══ Available records ══
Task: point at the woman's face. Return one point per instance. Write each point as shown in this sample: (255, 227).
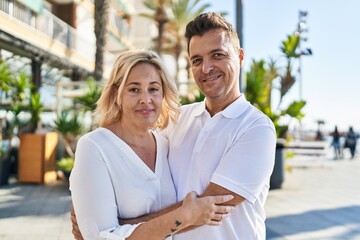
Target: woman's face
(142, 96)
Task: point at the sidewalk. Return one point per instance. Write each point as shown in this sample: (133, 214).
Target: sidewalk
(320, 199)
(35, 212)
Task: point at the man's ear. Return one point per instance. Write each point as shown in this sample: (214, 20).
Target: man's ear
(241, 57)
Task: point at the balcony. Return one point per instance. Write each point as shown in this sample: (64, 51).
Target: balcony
═══
══ Available records ══
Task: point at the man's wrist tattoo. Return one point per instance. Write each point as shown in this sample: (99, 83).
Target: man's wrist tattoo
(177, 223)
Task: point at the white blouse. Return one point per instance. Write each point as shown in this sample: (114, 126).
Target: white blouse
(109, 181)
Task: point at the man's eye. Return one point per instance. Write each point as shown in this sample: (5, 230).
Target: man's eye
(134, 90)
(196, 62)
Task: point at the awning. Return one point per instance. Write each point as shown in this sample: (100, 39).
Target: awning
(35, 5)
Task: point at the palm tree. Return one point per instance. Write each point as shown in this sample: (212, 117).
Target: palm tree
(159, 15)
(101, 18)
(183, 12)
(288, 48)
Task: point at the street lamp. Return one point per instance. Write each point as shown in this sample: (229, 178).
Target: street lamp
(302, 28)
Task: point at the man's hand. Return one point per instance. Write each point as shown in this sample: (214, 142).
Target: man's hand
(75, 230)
═══
══ Available records ══
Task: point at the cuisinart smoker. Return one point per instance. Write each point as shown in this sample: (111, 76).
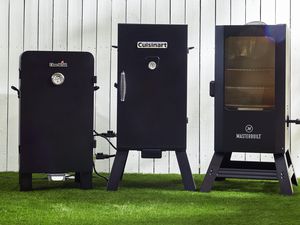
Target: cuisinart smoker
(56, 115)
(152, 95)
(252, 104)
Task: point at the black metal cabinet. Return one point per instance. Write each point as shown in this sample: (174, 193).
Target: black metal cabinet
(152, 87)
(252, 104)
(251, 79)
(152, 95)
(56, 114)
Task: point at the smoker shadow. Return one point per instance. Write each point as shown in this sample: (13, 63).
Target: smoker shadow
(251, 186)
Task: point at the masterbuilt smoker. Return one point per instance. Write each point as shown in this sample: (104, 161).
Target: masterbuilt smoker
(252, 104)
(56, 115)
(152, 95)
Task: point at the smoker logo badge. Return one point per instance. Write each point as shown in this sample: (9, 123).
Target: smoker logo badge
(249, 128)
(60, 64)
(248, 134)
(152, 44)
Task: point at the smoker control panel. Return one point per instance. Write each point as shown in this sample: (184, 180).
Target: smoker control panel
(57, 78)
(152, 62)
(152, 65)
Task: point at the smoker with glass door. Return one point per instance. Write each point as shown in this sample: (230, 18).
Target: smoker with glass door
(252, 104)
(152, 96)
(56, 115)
═══
### About this exercise
Bring together every line in the entries that holds the string "balcony".

### Solution for this exercise
Task: point at the balcony. Return one point per instance. Write each point as shown in this sample: (64, 51).
Target: balcony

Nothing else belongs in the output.